YOUR TASK: Aim for an exact copy of the listing, without any images.
------------------------
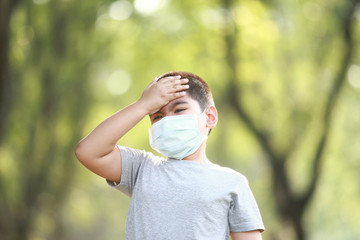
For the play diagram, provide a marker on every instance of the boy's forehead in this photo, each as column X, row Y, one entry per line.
column 183, row 100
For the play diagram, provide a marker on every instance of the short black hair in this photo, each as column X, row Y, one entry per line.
column 198, row 89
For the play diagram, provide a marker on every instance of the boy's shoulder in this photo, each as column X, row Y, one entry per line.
column 229, row 172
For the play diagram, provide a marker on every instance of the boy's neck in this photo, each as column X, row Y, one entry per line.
column 199, row 155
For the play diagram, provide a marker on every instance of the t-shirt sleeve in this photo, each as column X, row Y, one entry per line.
column 132, row 161
column 244, row 214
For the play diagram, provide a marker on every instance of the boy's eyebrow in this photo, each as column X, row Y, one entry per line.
column 173, row 105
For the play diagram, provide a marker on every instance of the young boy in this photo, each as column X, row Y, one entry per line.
column 184, row 196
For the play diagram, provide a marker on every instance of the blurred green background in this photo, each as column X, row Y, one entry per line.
column 285, row 75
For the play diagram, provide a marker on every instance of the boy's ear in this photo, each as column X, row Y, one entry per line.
column 211, row 116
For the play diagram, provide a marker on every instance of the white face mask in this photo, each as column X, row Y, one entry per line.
column 176, row 136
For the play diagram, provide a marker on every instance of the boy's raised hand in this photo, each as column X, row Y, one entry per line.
column 161, row 92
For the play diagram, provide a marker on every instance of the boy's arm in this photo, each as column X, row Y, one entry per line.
column 98, row 151
column 252, row 235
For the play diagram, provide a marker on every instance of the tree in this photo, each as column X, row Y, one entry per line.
column 45, row 120
column 291, row 206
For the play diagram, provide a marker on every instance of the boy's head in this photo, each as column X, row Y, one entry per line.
column 198, row 88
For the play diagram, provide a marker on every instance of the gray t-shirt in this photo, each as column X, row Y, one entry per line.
column 184, row 200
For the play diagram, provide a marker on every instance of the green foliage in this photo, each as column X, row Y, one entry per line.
column 74, row 63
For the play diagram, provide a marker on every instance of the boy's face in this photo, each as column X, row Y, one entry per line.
column 181, row 106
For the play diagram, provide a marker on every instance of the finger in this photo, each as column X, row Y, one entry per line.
column 178, row 95
column 178, row 85
column 179, row 88
column 169, row 79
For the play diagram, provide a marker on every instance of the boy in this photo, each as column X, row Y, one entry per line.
column 184, row 196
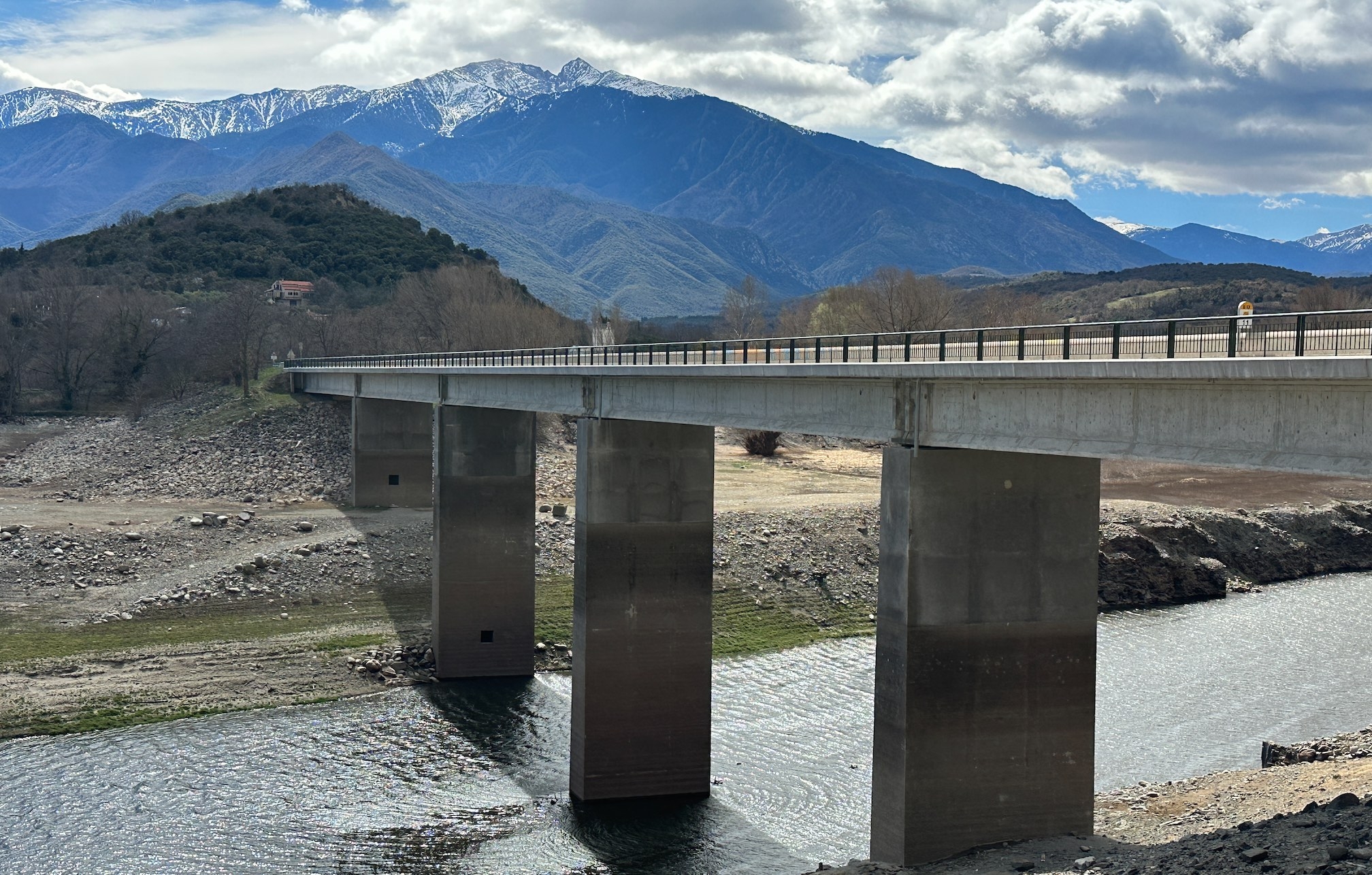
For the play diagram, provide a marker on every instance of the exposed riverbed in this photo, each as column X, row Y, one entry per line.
column 471, row 776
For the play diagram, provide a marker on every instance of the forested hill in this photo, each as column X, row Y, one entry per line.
column 323, row 233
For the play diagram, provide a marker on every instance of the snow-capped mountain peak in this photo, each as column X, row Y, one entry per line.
column 1350, row 240
column 1128, row 229
column 448, row 98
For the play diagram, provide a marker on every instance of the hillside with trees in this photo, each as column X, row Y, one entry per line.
column 298, row 232
column 140, row 309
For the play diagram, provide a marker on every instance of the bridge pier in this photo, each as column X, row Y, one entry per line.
column 641, row 623
column 985, row 650
column 393, row 453
column 483, row 542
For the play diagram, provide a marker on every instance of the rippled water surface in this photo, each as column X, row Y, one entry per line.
column 471, row 776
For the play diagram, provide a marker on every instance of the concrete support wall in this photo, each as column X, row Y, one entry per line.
column 985, row 650
column 641, row 638
column 393, row 453
column 483, row 542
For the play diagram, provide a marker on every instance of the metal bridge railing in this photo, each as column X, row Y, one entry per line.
column 1335, row 332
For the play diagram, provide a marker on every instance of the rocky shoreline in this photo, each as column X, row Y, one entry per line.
column 1308, row 811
------------------------
EXERCISE ANSWER:
For the play diagram, provide a marker on every instance of the boy's forehead in this photo, each as column X, row Y, one entry per line.
column 183, row 100
For the play diagram, provide a marker on every instance of the short black hair in this photo, each as column X, row Y, one entry per line.
column 198, row 89
For the play diagram, provide a marker on every instance of the boy's shoulder in this photo, each as column X, row Y, one entry per line.
column 229, row 172
For the play diagram, provide a marker on every instance of the boy's neck in this photo, each as column X, row Y, one entry per line.
column 199, row 155
For the play diagram, provide a marker on every instance of the t-shirt sleeve in this photo, each as column X, row Y, one entry per line.
column 132, row 161
column 244, row 214
For the play diagram, provide a marker on every instance of the boy's eyebrow in this photo, each as column X, row Y, one entry per line.
column 173, row 105
For the play diagram, provide a marker on every instance of the young boy in this photo, each as column X, row Y, one entry per line.
column 184, row 196
For the play diagram, provide a marker on every instance of the blurred green background in this photo, each as column X, row Y, one entry per line.
column 285, row 75
For the play diagram, provide a marker on every instance of the boy's ear in this photo, each as column X, row Y, one entry per line.
column 211, row 116
For the play diagram, provide a marker on every instance of the white face mask in this photo, each as column X, row Y, one entry per line.
column 176, row 136
For the play diagram, provide a marker on every instance of the boy's raised hand in this photo, each as column X, row Y, one entry per line.
column 161, row 92
For the play diagram, provide a marker on every instance of the boy's arm in this photo, each as column X, row Y, one entry per line.
column 98, row 151
column 252, row 235
For the play diagram, provide a marker on every instance of the tree in this photo, each as column X, row Y, one entry per line.
column 45, row 120
column 291, row 206
For the play diagram, provide a marker on every instance of the boy's head in this photo, each as column X, row Y, one entry per line.
column 198, row 88
For the play diagram, provide a marker on every instance of the gray t-shirt in this photo, each as column X, row Y, one entry per line.
column 184, row 200
For the play diagram, provide a marker on every instance of the green foliage in this photo, each as column X, row Y, one entry per line.
column 74, row 63
For the play diagram, provide a marker on every instance of the boy's face in this photo, each as column X, row Y, one entry per line.
column 181, row 106
For the play diagram, provide a marker on every instance of the finger in this photo, each as column X, row Y, one entry per line.
column 178, row 95
column 178, row 85
column 179, row 88
column 169, row 79
For the play diagram, provide a marker on every instance of the boy in this photo, each as column X, row Y, one entry per line.
column 184, row 196
For the play diagram, provide a marker on every instance of the exposed riverbed in this photo, each as column X, row Y, one entry per line.
column 471, row 776
For the play diagram, provide a marker on every instance of the forested hill in this photo, each as column X, row Y, one entry per line.
column 323, row 233
For the play diagram, provide a marker on every instance of the snow-capped mountain peak in this photo, each as column X, row Y, one entry per line.
column 1350, row 240
column 1128, row 229
column 448, row 98
For the play diagram, provide a marker on every instance of the hillside with trees in this photo, each as column X, row Y, one entry per line.
column 298, row 232
column 140, row 309
For the play diagram, provide a marker on every instance of the bridge pier in this photo, each as column X, row Y, one entry per line.
column 641, row 623
column 985, row 650
column 393, row 453
column 483, row 542
For the play diagram, provide a marker on every instance of the rippled water surface in this photo, each as column X, row Y, one entry per line.
column 471, row 776
For the play diagram, provide a marker on every instance of the concrete support wall in this photo, each as column X, row Y, one entry per line.
column 985, row 650
column 641, row 638
column 393, row 453
column 483, row 542
For the play diagram, provide a marker on every instance of the metal bridge railing in this photo, each as column X, row Y, one entry per line.
column 1335, row 332
For the play diagram, provide a marker on every instance of the rocky shoreline in this photo, each as column X, row Y, one entry per line.
column 1308, row 811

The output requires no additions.